**Source**:
>>>

The Weekly Roundup of Climate and Energy News for the week ending November 9, 2018 follows.  Please forward the URL to anyone you think might be interested.

 

Politics and Policy

 

The elections provided good news and bad news on the climate front.  The good news is that at least 10 new governors campaigned on aggressively moving their states away from burning fossil fuels and toward relying on renewable forms of energy for electricity.  Also, seven people elected to the House and one to the Senate have science backgrounds.  Finally, the citizens of Nevada voted to require utilities to generate or acquire incrementally larger percentages of electricity from renewable energy so that by 2030 at least 50% is renewable.  The bad news is that a similar measure was defeated in Arizona, while an attempt to enact the nation’s first carbon tax was defeated in Washington State.  Reporters Brad Plumer and Lisa Friedman provided their five climate take-aways and Bill McKibben reflected on the election in an opinion piece, both in The New York Times.  Contrary to an article I linked to last week that said Democrats have no long-term climate agenda, Josh Siegle of The Washington Examiner reported that they plan to use their House majority to prepare for major climate change legislation in 2020.  They also plan to resurrect a special committee focused on climate change, giving them a platform to spotlight the issue.

<<<

**Requirement 1**: In the climate news roundup, change "URL" to "link" in the part that opens with the words containing "The Weekly Roundup" and closes with "might be interested.", and write that part out again.
**Requirement 2**: Translate this sentence from the climate news roundup into Spanish: "Also, seven people elected to the House and one to the Senate have science backgrounds."
**Requirement 3**: Go on writing the climate news roundup from its last sentence.

**Entries supplied**:
>>>

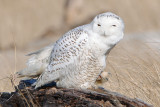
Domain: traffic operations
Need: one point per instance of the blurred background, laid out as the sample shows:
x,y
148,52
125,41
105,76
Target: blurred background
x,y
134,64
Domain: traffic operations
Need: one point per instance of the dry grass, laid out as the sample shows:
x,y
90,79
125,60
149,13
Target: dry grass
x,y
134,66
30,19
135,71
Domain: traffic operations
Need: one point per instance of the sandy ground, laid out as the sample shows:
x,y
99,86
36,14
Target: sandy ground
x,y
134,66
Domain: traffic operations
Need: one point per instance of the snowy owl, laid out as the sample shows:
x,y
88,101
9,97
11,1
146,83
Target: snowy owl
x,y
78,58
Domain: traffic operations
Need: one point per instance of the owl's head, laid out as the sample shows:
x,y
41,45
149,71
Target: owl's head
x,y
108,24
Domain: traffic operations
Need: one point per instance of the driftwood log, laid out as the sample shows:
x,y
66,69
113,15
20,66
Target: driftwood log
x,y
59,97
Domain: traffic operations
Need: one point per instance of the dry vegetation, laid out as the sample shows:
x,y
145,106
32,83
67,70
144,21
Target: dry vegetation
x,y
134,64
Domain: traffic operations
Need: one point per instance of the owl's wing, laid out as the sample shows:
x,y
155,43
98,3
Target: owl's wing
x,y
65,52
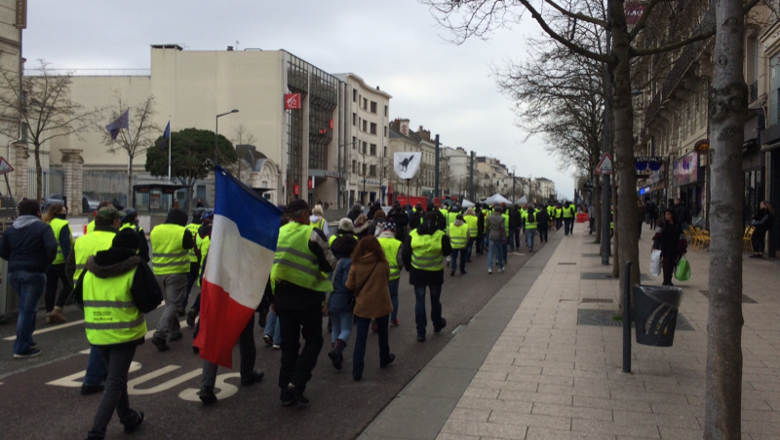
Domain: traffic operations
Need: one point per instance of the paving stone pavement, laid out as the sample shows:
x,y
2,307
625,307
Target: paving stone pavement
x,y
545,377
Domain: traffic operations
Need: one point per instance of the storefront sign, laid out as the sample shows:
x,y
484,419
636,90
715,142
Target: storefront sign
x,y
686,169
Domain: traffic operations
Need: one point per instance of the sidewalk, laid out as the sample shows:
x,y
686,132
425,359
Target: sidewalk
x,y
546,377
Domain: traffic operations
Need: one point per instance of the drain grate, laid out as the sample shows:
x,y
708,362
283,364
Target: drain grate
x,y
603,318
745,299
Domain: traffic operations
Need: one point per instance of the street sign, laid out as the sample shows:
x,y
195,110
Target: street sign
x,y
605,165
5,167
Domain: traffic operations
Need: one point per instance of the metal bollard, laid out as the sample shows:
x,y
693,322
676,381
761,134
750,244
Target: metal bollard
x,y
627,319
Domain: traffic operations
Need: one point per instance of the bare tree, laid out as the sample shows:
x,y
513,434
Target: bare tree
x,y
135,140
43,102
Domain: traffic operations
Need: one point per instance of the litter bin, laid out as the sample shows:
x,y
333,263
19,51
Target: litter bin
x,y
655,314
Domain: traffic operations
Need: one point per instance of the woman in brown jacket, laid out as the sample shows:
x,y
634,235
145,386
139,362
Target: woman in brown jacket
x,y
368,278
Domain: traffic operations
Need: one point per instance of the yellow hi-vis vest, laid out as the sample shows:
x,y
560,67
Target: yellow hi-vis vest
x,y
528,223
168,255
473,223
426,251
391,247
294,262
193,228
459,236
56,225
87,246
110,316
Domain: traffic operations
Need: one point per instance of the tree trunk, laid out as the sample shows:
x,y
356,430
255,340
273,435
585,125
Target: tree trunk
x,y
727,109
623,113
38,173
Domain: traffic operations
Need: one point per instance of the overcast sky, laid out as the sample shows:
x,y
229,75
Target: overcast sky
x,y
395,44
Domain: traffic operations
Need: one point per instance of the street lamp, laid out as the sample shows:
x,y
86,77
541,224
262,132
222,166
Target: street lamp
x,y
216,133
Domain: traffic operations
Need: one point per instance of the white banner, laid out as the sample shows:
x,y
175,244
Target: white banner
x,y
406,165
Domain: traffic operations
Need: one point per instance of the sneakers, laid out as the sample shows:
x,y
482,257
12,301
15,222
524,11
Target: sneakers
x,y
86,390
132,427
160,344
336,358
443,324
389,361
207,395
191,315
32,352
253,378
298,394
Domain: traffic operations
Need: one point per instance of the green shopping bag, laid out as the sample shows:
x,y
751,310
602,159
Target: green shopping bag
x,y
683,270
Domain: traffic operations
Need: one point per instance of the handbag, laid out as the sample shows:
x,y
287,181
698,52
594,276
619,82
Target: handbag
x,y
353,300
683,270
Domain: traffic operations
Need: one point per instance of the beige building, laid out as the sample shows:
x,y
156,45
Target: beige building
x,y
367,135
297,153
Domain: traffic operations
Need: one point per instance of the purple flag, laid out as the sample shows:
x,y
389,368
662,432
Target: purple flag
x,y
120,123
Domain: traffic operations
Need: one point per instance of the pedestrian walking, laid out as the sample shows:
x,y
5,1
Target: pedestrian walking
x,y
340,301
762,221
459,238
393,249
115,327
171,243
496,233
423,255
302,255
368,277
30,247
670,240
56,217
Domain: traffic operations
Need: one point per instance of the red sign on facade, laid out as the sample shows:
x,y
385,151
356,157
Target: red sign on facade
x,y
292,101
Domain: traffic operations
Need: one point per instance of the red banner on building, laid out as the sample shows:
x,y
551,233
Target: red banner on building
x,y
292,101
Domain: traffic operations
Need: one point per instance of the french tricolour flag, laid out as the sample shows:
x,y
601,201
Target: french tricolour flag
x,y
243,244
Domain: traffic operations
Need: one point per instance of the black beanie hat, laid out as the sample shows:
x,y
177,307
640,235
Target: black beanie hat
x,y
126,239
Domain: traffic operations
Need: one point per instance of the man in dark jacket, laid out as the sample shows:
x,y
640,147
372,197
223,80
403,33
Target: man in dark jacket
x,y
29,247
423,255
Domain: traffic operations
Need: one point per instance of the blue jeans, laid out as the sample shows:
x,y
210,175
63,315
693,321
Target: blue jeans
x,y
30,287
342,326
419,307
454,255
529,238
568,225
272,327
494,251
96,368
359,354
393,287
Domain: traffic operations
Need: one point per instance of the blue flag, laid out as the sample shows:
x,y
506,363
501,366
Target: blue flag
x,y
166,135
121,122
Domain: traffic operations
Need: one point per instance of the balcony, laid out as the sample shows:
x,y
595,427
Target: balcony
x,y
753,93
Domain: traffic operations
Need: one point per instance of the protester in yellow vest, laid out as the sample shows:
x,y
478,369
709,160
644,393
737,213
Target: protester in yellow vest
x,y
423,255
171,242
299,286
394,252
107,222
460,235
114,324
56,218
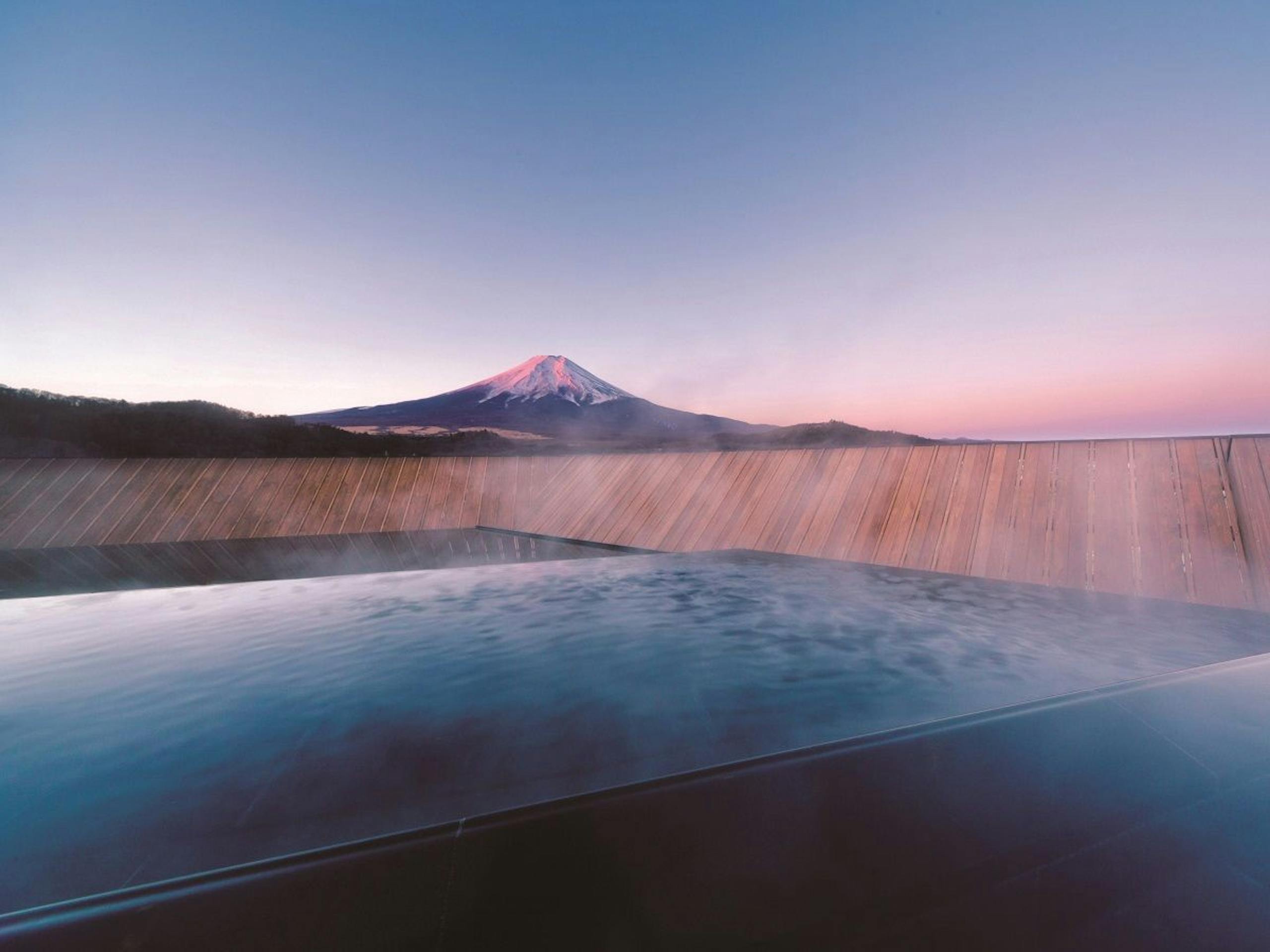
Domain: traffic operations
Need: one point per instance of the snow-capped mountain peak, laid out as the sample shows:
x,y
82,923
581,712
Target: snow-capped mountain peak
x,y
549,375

<<<
>>>

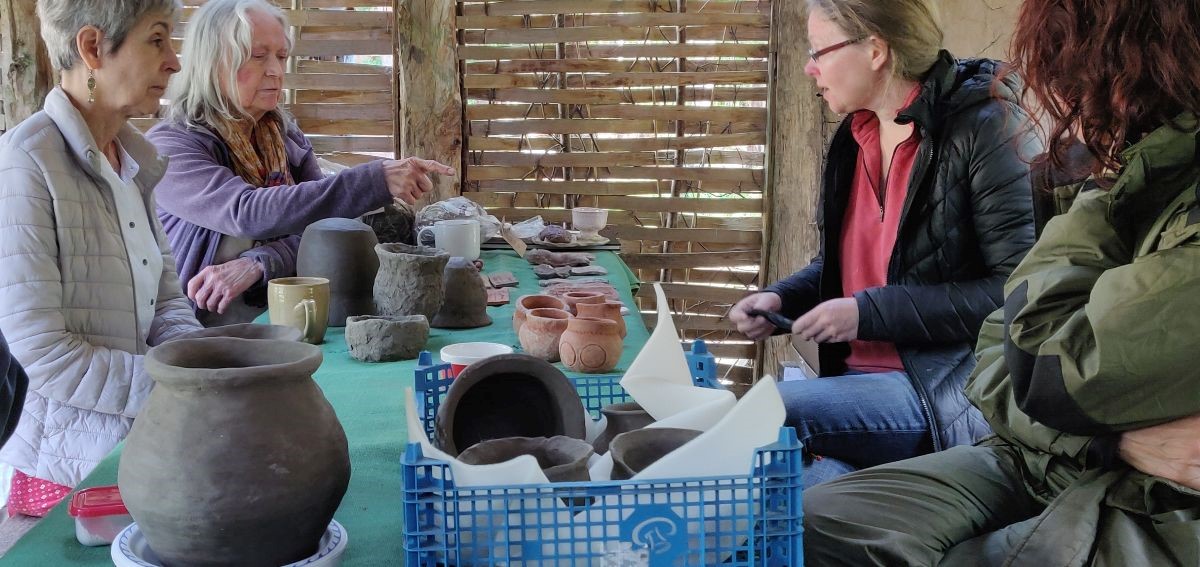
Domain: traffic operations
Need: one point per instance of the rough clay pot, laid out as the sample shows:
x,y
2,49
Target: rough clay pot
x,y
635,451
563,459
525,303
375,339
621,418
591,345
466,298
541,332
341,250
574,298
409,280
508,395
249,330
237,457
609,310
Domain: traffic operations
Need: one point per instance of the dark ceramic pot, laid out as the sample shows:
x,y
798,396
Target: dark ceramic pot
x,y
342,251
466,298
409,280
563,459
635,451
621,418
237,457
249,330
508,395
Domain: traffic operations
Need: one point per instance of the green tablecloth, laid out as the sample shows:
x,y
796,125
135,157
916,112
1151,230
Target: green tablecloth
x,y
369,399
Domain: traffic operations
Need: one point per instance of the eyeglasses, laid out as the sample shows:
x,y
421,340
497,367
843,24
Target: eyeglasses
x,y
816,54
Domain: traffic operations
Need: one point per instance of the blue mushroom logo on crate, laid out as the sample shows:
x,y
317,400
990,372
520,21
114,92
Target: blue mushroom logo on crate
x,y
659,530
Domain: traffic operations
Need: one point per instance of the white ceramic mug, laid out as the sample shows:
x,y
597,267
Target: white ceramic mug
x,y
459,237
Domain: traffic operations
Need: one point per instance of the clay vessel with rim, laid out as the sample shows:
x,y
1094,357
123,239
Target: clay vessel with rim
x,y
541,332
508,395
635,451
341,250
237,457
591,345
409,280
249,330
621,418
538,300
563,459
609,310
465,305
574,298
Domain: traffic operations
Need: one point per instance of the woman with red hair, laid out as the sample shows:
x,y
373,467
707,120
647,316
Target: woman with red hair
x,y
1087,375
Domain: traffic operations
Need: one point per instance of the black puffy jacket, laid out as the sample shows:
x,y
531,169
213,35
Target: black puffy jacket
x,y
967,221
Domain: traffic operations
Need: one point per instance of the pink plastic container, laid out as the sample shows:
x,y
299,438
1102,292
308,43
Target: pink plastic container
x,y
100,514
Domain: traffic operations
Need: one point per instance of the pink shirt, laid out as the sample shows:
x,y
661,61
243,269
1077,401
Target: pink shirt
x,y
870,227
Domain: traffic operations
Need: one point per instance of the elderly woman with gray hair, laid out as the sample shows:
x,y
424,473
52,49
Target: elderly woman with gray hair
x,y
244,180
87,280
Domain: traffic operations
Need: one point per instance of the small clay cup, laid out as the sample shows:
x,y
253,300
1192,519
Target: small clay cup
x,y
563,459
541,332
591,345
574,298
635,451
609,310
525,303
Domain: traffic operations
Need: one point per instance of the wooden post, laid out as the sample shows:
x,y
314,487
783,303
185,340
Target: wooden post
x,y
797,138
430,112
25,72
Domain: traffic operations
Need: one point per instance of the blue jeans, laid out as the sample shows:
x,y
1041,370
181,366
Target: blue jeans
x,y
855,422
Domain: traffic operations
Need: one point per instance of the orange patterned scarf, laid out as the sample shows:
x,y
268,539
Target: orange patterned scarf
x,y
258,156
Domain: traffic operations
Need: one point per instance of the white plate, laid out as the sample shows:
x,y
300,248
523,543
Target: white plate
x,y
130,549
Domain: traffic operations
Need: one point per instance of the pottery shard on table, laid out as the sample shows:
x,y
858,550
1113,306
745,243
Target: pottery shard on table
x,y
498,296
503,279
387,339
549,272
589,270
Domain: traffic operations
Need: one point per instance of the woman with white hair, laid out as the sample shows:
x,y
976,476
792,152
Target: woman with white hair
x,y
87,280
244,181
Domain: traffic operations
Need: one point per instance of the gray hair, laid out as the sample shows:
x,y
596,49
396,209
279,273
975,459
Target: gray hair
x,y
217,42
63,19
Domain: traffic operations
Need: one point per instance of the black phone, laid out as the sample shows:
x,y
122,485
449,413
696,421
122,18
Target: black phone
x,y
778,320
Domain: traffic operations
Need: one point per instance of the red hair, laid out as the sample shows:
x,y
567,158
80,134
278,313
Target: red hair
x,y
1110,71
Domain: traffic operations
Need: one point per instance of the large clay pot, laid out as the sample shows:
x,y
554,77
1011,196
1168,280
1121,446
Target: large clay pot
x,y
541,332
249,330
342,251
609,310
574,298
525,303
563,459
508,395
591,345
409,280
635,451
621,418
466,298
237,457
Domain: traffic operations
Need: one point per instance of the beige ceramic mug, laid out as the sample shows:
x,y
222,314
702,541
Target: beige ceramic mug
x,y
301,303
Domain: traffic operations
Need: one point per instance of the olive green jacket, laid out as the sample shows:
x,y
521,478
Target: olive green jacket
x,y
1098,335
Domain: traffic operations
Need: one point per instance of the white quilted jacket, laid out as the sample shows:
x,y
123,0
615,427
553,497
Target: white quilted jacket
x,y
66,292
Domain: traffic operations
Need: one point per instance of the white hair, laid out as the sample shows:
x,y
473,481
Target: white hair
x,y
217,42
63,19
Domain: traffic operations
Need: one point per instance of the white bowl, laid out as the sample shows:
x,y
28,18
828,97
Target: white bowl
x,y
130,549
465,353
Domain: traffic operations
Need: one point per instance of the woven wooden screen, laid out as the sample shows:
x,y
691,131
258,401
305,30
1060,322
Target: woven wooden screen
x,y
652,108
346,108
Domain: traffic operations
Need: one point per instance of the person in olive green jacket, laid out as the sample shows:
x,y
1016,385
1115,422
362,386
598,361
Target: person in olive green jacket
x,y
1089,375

<<<

**Answer 1**:
The Weekly Roundup of Climate and Energy News for the week ending November 9, 2018 follows.  Please forward the link to anyone you think might be interested.

**Answer 2**: Además, siete personas elegidas para la Cámara de Representantes y una para el Senado tienen formación científica.

**Answer 3**:
 

According to three experts who issued a warning to their profession in the journal Science on Thursday, the Trump administration is empowering political staff to meddle with the scientific process by pushing through reforms disguised to look as though they boost transparency and integrity.  EPA.gov pages that previously provided information about climate change have been changed from claiming that they are “updating” to an error message that reads, “We want to help you find what you are looking for,” as revealed by a report released this week by the Environmental Data & Governance Initiative.  The change indicates that information related climate change is not being “updated,” but removed entirely.  Newly elected Brazilian President Jair Bolsonaro, an authoritarian nationalist sometimes called the “tropical Trump,” has staked out an environmental agenda that would open the Amazon to widespread development, putting at risk a region that plays a vital role in stabilizing the global climate.

 

The Children’s Lawsuit is on hold again after the Ninth Circuit Court of Appeals on Thursday granted the Trump administration’s motion for a temporary stay.  A federal judge blocked the controversial Keystone XL oil pipeline on Thursday, saying the Trump administration’s justification for approving it last year was incomplete.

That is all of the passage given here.